• [Document extract]:
A trend was born. For those determined to make their lives as difficult as possible, country life beckoned. Suddenly, the price of smallholdings in Wales shot through the roof, and the M40 was packed with optimistic couples heading for the hills “to try a spot of sheep farming.”

How they got on nobody knows, but one thing is certain: an awful lot of very bad homemade wine was made and consumed, probably wiping out a few lives in the process.

In 2002, two years before his death, Seymour’s book was republished and, guess what? A whole new generation was inspired to give it go. We have out own much-thumbed copy. But when I went to look for it to research this article I found it hidden in attic. And for good reason: following John’s advice is too bloody hard.

Oh yes, John made it all sound so easy. Nothing was ever too much trouble for environmentalist, agrarian and smallholder John. Digging out his dry toilet, plowing the fields with a horse, setting up a windmill, butchering a pig — and that was just in the morning.

After a delicious lunch of home baked bread, homemade cheese, home grown tomatoes (and, of course, don’t forget the chutney), washed down with fabulous home brewed beer, John was rejuvenated enough to shear a couple of sheep, build a movable hen house from fertilizer bags, and whip up a delicious carrot cake with his surplus eggs.

After supper (home cured ham with some freshly lifted new potatoes) he just had enough time to spin the wool so he’d be ready to weave couple of stylish book-bags the next morning before breakfast (dewy mushrooms, gathered while humming happily from the field, gently fried in home made butter on home made toast). This was of course before the real work of the day began.

And so it went for John.

• [Direction]:
Reproduce the part of the piece on country life from "How they got" up to and including "in the morning.".

• [Information provided]:
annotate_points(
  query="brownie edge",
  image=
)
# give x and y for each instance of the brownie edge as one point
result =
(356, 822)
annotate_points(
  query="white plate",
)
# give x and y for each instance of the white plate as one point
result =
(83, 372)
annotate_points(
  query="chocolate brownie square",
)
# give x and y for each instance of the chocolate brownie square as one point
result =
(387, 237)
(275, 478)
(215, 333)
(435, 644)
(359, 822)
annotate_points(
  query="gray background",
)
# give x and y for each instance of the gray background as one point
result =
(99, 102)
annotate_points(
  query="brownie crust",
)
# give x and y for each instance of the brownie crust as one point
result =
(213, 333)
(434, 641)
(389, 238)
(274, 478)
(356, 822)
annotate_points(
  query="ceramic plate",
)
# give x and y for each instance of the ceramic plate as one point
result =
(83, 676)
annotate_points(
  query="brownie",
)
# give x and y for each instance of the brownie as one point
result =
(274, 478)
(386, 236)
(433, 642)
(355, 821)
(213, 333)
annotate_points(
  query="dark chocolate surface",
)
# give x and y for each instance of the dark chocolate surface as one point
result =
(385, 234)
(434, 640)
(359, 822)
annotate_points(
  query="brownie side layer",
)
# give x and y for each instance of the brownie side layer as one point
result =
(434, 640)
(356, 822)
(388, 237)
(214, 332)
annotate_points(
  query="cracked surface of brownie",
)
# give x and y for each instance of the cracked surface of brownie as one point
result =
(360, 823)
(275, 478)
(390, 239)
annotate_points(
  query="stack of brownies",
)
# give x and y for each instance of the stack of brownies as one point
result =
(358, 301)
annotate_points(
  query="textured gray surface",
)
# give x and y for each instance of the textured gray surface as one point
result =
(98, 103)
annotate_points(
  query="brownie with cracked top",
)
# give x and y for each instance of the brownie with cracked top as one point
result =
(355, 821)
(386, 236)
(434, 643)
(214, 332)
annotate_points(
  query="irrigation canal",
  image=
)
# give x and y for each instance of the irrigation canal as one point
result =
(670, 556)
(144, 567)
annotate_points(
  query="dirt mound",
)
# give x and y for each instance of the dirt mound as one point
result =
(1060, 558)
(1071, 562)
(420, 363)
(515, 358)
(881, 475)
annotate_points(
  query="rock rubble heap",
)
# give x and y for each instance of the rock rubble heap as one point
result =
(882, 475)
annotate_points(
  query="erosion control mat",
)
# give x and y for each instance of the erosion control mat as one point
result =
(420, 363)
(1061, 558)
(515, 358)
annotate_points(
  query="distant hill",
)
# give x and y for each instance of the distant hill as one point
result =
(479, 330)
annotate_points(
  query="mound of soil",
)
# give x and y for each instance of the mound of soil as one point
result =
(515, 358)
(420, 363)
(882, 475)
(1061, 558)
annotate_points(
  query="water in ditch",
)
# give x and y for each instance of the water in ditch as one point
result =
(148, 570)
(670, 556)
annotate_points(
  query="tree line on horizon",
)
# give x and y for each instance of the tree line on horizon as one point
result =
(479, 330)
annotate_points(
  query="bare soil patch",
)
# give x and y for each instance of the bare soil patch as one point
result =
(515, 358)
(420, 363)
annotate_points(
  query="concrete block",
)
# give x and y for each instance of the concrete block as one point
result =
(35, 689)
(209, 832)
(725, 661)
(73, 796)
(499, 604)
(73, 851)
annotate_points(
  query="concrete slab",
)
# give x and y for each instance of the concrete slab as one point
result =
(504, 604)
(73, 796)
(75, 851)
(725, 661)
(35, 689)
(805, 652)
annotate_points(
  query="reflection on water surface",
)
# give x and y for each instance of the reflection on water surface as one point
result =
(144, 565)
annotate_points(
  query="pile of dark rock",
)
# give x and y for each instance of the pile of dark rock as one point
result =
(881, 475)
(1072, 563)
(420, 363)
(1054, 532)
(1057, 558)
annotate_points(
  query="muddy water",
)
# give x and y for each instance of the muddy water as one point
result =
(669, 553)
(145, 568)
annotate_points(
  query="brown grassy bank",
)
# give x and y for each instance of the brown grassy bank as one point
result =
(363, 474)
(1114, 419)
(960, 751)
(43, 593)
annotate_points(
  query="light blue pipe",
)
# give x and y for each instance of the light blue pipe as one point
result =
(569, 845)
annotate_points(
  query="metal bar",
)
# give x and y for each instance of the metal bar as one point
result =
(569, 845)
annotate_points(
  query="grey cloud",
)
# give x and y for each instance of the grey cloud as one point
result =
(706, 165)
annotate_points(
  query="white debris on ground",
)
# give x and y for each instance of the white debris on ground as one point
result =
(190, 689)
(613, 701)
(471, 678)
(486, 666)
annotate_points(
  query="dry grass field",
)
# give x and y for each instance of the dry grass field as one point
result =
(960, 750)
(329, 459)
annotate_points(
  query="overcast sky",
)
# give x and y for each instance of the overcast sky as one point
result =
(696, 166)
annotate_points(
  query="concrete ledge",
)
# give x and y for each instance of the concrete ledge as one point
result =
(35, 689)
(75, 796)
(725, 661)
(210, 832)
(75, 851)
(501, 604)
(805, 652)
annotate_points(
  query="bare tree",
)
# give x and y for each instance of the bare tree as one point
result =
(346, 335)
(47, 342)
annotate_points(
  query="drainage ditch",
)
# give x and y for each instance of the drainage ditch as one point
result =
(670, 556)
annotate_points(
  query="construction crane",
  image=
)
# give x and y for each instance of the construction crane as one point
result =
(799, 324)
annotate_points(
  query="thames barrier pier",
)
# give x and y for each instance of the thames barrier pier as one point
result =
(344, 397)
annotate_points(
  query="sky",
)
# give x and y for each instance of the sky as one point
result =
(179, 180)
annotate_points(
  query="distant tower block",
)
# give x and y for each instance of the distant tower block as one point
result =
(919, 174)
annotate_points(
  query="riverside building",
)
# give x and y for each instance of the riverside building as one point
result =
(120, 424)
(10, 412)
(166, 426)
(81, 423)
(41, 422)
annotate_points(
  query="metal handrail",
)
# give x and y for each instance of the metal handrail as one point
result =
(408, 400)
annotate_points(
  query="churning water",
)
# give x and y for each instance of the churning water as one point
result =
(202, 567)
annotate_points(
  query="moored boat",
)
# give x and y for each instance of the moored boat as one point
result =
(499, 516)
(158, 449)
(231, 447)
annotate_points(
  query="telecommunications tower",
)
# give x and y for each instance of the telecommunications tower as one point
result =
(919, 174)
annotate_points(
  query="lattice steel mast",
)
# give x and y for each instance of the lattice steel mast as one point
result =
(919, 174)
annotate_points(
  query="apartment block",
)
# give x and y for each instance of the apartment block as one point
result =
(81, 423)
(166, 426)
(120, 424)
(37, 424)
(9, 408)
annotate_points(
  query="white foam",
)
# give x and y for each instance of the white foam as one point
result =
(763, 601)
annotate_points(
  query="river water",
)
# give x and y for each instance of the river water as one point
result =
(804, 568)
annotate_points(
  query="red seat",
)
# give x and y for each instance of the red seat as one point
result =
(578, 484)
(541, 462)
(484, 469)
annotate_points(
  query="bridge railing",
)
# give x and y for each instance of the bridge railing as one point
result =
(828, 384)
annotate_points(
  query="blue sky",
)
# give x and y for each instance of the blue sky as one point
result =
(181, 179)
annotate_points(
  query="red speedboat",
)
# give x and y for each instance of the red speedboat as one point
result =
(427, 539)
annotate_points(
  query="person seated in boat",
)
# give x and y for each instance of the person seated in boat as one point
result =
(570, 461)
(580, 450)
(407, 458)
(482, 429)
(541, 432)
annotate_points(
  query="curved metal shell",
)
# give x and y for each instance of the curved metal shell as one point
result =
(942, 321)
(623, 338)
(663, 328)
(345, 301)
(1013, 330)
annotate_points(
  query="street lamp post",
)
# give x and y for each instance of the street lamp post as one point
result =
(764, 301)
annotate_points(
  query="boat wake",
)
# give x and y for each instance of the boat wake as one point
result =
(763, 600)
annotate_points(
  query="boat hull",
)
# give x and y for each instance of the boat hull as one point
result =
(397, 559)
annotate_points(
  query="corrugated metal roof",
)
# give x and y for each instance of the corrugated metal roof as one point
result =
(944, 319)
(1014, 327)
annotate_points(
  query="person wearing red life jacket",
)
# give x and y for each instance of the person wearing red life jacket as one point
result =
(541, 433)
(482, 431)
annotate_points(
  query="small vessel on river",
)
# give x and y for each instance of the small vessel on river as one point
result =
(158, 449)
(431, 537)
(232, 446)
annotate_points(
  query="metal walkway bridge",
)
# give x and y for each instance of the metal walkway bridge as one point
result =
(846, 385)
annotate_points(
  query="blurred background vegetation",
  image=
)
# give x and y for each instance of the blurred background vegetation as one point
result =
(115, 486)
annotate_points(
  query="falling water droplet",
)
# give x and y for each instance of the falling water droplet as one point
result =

• [Solution to this exercise]:
How they got on nobody knows, but one thing is certain: an awful lot of very bad homemade wine was made and consumed, probably wiping out a few lives in the process.

In 2002, two years before his death, Seymour’s book was republished and, guess what? A whole new generation was inspired to give it go. We have out own much-thumbed copy. But when I went to look for it to research this article I found it hidden in attic. And for good reason: following John’s advice is too bloody hard.

Oh yes, John made it all sound so easy. Nothing was ever too much trouble for environmentalist, agrarian and smallholder John. Digging out his dry toilet, plowing the fields with a horse, setting up a windmill, butchering a pig — and that was just in the morning.